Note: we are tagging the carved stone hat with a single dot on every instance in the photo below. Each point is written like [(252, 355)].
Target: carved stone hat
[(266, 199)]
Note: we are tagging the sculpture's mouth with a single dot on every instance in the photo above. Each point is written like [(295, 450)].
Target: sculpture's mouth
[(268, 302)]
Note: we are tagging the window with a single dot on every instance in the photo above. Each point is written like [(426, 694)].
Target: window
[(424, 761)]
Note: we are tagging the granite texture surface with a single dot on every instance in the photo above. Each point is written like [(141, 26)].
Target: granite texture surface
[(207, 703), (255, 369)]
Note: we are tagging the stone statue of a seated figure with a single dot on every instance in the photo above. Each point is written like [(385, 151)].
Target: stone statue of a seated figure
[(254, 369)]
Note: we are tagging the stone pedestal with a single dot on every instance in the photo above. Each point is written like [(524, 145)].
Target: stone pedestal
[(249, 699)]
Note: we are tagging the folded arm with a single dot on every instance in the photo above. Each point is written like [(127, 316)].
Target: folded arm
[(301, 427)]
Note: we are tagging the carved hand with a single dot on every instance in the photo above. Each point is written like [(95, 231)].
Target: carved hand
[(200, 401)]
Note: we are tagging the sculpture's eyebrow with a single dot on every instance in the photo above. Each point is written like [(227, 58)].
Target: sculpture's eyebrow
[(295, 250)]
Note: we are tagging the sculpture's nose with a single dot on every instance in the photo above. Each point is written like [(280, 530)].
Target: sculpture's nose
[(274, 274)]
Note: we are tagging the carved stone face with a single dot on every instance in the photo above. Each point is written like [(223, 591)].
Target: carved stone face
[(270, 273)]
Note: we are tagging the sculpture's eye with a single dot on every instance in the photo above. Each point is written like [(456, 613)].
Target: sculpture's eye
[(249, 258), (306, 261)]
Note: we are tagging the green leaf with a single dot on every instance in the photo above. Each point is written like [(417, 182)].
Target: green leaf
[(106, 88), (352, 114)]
^^^^
▶ **GIVEN REQUEST**
Arrange all the lines of the entries above as a numbered list, leaving out any blank lines.

▶ **SOLUTION TO THIS PROBLEM**
1. Note: we are tagging the carved stone hat with a single dot on every instance in the photo below. Each point is written like [(252, 355)].
2. Target: carved stone hat
3. [(266, 199)]
4. Note: we are tagging the sculpture's mouth with a single dot on every instance in the photo above. Each point is written like [(295, 450)].
5. Target: sculpture's mouth
6. [(268, 302)]
7. Note: we are tagging the window with a single dot on every instance in the photo above. Each point is written like [(426, 694)].
8. Target: window
9. [(424, 761)]
10. Note: we are tagging the granite texture surface with a single dot on every instance in the photo above. Each point is written like [(141, 26)].
11. Target: granite texture surface
12. [(207, 703), (255, 369)]
13. Note: we are tagging the stone statue of a seated figure with a single dot on every instance in the photo above. Each point is written like [(385, 151)].
14. Target: stone statue of a seated figure
15. [(254, 369)]
16. Note: we are tagging the stone pedestal with a single dot on every instance in the photo above. Each point is written like [(524, 145)].
17. Target: stone pedestal
18. [(249, 699)]
19. Note: we are tagging the folded arm with a single dot on every instance in the photo above. Each point is written like [(127, 316)].
20. Target: folded arm
21. [(301, 427)]
22. Note: we are tagging the carved hand with a single dot on every instance in the photo above. Each point is written like [(95, 231)].
23. Target: carved hand
24. [(200, 401)]
25. Note: we are tagging the sculpture's eyebrow with a single dot on every instance in the photo above. Each point is written like [(227, 58)].
26. Target: sculpture's eyebrow
27. [(295, 250)]
28. Note: we are tagging the sculpture's nose with a single dot on every instance in the photo above. Each point is written like [(280, 530)].
29. Target: sculpture's nose
30. [(274, 274)]
31. Note: we are tagging the carved stone face with a single dot on every instance in the photo above. Each point is written like [(223, 591)].
32. Target: carved stone face
33. [(270, 273)]
34. Note: we are tagging the sculpture's eye with a single dot on every instance in the photo above. Each point is written like [(456, 613)].
35. Target: sculpture's eye
36. [(249, 258), (306, 261)]
37. Note: we are tagging the green leaf with a single dot on every instance in the photo above. Each point is written like [(417, 182)].
38. Target: green leaf
39. [(106, 88), (352, 114)]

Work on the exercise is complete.